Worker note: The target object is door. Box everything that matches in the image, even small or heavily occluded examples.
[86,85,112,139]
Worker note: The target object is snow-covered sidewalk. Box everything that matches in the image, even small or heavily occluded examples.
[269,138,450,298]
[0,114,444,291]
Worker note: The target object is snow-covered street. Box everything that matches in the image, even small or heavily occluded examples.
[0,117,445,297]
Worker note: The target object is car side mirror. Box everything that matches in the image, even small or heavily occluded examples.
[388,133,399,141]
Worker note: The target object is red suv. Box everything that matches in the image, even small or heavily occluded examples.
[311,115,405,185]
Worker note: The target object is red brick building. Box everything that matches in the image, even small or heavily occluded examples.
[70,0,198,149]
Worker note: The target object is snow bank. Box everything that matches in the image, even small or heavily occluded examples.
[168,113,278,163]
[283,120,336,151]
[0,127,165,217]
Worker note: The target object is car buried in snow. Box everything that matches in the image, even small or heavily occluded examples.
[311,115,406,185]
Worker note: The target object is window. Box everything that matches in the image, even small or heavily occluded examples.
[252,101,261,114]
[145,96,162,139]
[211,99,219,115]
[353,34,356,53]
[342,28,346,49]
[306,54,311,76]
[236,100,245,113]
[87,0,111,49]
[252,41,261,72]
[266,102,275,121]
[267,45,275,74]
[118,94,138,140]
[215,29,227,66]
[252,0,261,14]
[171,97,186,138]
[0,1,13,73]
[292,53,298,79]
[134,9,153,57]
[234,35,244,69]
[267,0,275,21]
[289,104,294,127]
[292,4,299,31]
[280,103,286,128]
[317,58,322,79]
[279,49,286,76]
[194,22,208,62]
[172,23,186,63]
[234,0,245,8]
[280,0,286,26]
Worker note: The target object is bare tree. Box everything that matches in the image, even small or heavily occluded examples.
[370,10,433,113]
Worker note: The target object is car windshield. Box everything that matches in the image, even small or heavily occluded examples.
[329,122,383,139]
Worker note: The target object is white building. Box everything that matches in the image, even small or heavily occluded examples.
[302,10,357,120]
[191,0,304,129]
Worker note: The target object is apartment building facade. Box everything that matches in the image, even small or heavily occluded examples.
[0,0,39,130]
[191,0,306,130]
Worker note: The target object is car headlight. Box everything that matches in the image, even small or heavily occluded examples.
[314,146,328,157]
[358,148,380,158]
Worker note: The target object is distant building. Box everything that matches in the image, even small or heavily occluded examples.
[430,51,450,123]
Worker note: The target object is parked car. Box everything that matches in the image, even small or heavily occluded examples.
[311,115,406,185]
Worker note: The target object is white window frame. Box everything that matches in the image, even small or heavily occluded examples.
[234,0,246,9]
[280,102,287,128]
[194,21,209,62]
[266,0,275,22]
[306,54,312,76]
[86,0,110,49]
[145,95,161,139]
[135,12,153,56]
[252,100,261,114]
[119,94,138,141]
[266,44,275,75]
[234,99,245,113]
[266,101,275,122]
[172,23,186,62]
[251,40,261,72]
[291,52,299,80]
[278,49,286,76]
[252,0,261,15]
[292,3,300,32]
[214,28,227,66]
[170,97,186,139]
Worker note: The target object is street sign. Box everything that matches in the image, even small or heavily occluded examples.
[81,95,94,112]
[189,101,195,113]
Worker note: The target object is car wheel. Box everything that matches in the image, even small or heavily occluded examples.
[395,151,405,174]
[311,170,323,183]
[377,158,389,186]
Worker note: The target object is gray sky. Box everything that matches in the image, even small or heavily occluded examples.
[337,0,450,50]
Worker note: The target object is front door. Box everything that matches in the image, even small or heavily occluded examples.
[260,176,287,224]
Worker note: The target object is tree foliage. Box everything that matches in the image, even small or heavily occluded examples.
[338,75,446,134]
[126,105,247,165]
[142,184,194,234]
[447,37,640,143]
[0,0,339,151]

**GIVEN INSTRUCTION:**
Reproduce every one of the records above word for word, keeping each line in its original order.

**TASK RESPONSE:**
Worker note: The target object is door. Box everything that matches in the image, even small or heavily occluded examples.
[86,85,112,139]
Worker note: The target object is snow-covered sidewalk. Box everything that matches in the image, even small or heavily occluded examples.
[269,138,450,298]
[0,114,444,291]
Worker note: The target object is snow-covered street. Box everything that matches in the image, even small or heavily occluded examples.
[0,117,445,297]
Worker note: The target object is car side mirror. Box everything that matches in the image, even small or heavily occluded examples.
[388,133,399,141]
Worker note: The target object is red suv. Box everything that matches in the image, even small or heavily occluded examples.
[311,115,405,185]
Worker note: The target object is red brick building. Box everything that matches in the image, even small or heavily occluded examples.
[70,0,198,149]
Worker note: The target object is snow bank. Box everything that matches in the image, even small or heavily occluded examples.
[168,113,278,163]
[283,120,336,151]
[0,127,165,217]
Worker note: The target object is car buried in snow. Box everything that matches in the image, even small or heavily occluded examples.
[311,115,406,185]
Worker note: The target object is window. Box everything that matches in the image, even small or heavily occluded examples.
[252,101,261,114]
[145,96,162,139]
[211,99,219,115]
[353,34,356,53]
[342,28,346,49]
[306,54,311,76]
[236,100,245,113]
[87,0,111,49]
[252,41,261,72]
[266,102,275,121]
[267,45,275,74]
[118,94,138,140]
[215,29,227,66]
[252,0,261,14]
[171,97,186,138]
[0,1,13,73]
[292,53,298,79]
[134,9,153,57]
[234,35,244,69]
[267,0,275,21]
[289,104,294,127]
[292,4,299,31]
[280,103,286,128]
[317,58,322,79]
[279,49,286,76]
[194,22,208,62]
[172,23,186,63]
[234,0,245,8]
[280,0,286,26]
Worker note: The target object is bare tree. Box everything that matches in the image, even small or heavily occluded examples.
[370,10,433,113]
Worker note: The target object is car windshield. Box everything that matches in the image, even small or heavily occluded examples.
[329,122,383,139]
Worker note: The target object is white building. Box everything that matches in the image, even small or heavily occluded examples.
[302,10,357,120]
[191,0,304,129]
Worker note: The target object is apartment building facade. Box everything that matches in the image, even small or heavily occluded examples.
[0,0,39,130]
[191,0,306,130]
Worker note: The target object is car headlight. Box everything that matches in the image, even small or heavily occluded examples.
[314,146,328,157]
[358,148,380,158]
Worker note: The target object is distant building. Box everything that matches in the image, even small or heavily occluded examples.
[430,51,450,123]
Worker note: The target object is parked car. Box everything that matches in the image, even small or heavily occluded examples.
[311,115,406,185]
Worker note: The target object is white window frame. Box everything that matches in the image, even small or heavily occluded examples.
[234,0,246,9]
[280,102,287,128]
[194,21,209,62]
[266,0,275,22]
[306,54,312,76]
[86,0,110,49]
[145,95,161,139]
[135,12,153,56]
[252,100,261,114]
[119,94,138,141]
[266,44,275,75]
[234,99,245,113]
[266,101,275,122]
[172,23,186,62]
[251,40,261,72]
[291,52,299,80]
[278,49,286,76]
[252,0,261,15]
[292,3,300,32]
[214,28,227,66]
[170,97,186,139]
Worker note: The target object is street sign. Box everything that matches in the image, even small or heavily occluded examples.
[81,95,94,112]
[189,101,195,113]
Worker note: The target object is car wheel. Box everything that matches in the image, even small or heavily occluded examples.
[395,151,405,174]
[311,170,323,183]
[377,158,389,186]
Worker note: The target object is gray sky. Box everything that matches in the image, even small or heavily occluded examples.
[337,0,450,50]
Worker note: The target object is front door. Box everything that matches in the image, even small or heavily occluded examples.
[260,176,287,224]
Worker note: The target object is tree foliage. Box everything that matches in the image, even small or heavily occluded examples.
[338,75,446,134]
[126,105,247,165]
[142,184,194,234]
[447,37,640,143]
[0,0,339,151]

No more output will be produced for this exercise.